# Start of Records shown

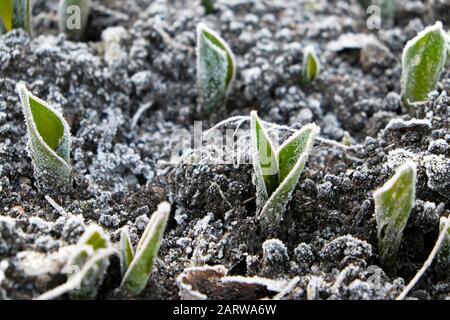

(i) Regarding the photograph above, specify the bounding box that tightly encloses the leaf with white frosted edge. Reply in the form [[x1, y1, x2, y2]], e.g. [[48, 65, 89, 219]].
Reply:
[[58, 0, 91, 41], [401, 22, 448, 106], [303, 46, 320, 84], [17, 83, 72, 191], [65, 225, 111, 299], [0, 0, 14, 34], [250, 111, 279, 207], [439, 216, 450, 264], [259, 123, 320, 228], [197, 23, 236, 112], [120, 227, 134, 277], [12, 0, 31, 34], [373, 160, 417, 266], [200, 0, 215, 14], [120, 202, 170, 296]]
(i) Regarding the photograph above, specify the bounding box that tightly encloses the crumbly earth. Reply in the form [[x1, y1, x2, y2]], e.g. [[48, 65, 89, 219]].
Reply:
[[0, 0, 450, 299]]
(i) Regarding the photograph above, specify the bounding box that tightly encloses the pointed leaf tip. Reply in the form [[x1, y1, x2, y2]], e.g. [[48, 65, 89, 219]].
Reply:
[[120, 202, 171, 296], [401, 21, 449, 107], [373, 161, 417, 266], [17, 83, 72, 192], [197, 23, 236, 111]]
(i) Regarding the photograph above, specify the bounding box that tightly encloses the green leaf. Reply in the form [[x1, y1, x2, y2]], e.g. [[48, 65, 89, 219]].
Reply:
[[120, 227, 134, 277], [373, 161, 417, 267], [17, 83, 72, 191], [401, 22, 448, 106], [200, 0, 215, 14], [65, 225, 111, 299], [120, 202, 170, 296], [13, 0, 31, 34], [58, 0, 91, 41], [303, 46, 320, 84], [197, 23, 235, 112], [0, 0, 14, 34], [250, 111, 279, 207], [439, 216, 450, 264], [259, 124, 319, 228]]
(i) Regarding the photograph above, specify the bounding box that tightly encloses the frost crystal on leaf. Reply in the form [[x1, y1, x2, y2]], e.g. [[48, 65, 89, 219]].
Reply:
[[0, 0, 31, 34], [120, 202, 170, 296], [17, 83, 72, 191], [197, 23, 235, 112], [401, 22, 448, 105], [250, 111, 319, 227], [373, 161, 417, 266], [303, 46, 320, 84]]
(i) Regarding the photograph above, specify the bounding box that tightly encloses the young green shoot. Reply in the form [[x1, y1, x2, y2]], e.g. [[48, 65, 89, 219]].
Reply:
[[373, 161, 417, 267], [17, 83, 72, 191], [250, 111, 320, 228], [303, 46, 320, 84], [37, 225, 115, 300], [439, 216, 450, 265], [200, 0, 215, 14], [120, 202, 170, 296], [401, 22, 449, 107], [120, 226, 134, 277], [0, 0, 31, 34], [58, 0, 91, 41], [197, 23, 236, 112]]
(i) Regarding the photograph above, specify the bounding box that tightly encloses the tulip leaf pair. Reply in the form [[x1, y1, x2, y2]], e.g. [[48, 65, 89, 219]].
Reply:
[[373, 161, 417, 267], [17, 83, 72, 191], [250, 111, 319, 228], [197, 23, 236, 112], [401, 22, 449, 107], [120, 202, 170, 296]]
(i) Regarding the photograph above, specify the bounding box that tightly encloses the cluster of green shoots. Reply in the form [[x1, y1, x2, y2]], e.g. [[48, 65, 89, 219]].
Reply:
[[10, 0, 450, 298], [0, 0, 91, 40], [38, 202, 171, 300]]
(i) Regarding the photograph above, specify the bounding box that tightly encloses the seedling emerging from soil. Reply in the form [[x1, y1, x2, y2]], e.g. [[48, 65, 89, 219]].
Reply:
[[250, 111, 319, 227], [401, 22, 448, 106], [17, 83, 72, 191], [120, 202, 170, 296], [439, 216, 450, 264], [303, 46, 320, 84], [200, 0, 215, 14], [197, 23, 235, 112], [373, 161, 417, 266], [0, 0, 31, 34], [59, 0, 91, 41], [66, 225, 111, 299]]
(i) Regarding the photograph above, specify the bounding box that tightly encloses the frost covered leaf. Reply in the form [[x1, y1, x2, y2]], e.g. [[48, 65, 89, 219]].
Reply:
[[373, 160, 417, 265], [197, 23, 235, 112], [0, 0, 31, 34], [120, 202, 170, 296], [59, 0, 91, 41], [0, 0, 14, 34], [120, 227, 134, 277], [439, 216, 450, 264], [17, 83, 72, 190], [66, 225, 111, 299], [401, 22, 448, 105], [259, 123, 319, 227], [200, 0, 215, 14], [303, 46, 320, 84], [250, 111, 279, 207]]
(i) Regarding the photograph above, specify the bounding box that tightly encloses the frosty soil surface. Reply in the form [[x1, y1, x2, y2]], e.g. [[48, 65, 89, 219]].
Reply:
[[0, 0, 450, 299]]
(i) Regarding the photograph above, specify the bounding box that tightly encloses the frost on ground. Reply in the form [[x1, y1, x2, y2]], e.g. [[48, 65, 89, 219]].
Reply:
[[0, 0, 450, 299]]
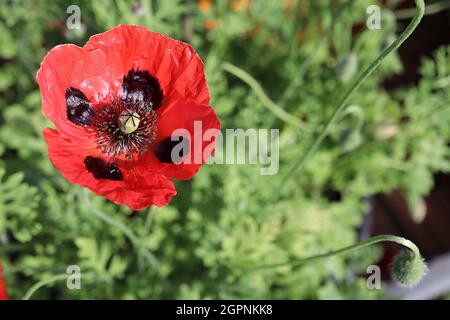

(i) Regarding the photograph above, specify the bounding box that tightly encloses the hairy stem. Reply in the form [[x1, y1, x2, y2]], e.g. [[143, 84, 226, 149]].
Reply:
[[251, 235, 421, 271], [275, 0, 425, 201]]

# End of Records shown

[Problem statement] Reproduce the data above, starting at the line that contains "the frost crystal" and ending at the line that contains "107], [120, 202, 170, 296]]", with "crocus" substituted for "tulip" and nothing else altered. Return only that portion.

[Written answer]
(i) Regarding the photograph above, specify the bounding box that tightly encloses the frost crystal on leaf. Reply in the form [[x1, y1, x2, y2]], e.g. [[48, 65, 89, 219]].
Reply:
[[0, 0, 31, 34], [120, 202, 170, 296], [17, 83, 72, 191], [197, 23, 235, 112], [401, 22, 448, 105], [250, 111, 319, 227], [373, 161, 417, 266], [303, 46, 320, 84]]
(i) Regarding the photograph above, specify the bounding box that tightly encloses the young green shoot. Reply in the form [[x1, y1, x2, y2]], e.g. [[48, 65, 89, 219]].
Reply:
[[373, 161, 417, 267], [17, 83, 72, 191], [250, 111, 320, 228], [303, 46, 320, 84], [37, 225, 115, 300], [439, 216, 450, 265], [200, 0, 215, 14], [120, 202, 170, 296], [401, 22, 449, 107], [120, 226, 134, 277], [0, 0, 31, 34], [58, 0, 91, 41], [197, 23, 236, 112]]
(i) Regarding the photograph above, specify the bounding box that tightly encloses the crocus leaf pair. Reply in the form [[x1, y1, x2, y2]], e.g. [[48, 65, 89, 219]].
Reply:
[[373, 161, 417, 267], [17, 83, 72, 191], [250, 111, 319, 228], [197, 23, 236, 112], [401, 22, 449, 107], [120, 202, 170, 296]]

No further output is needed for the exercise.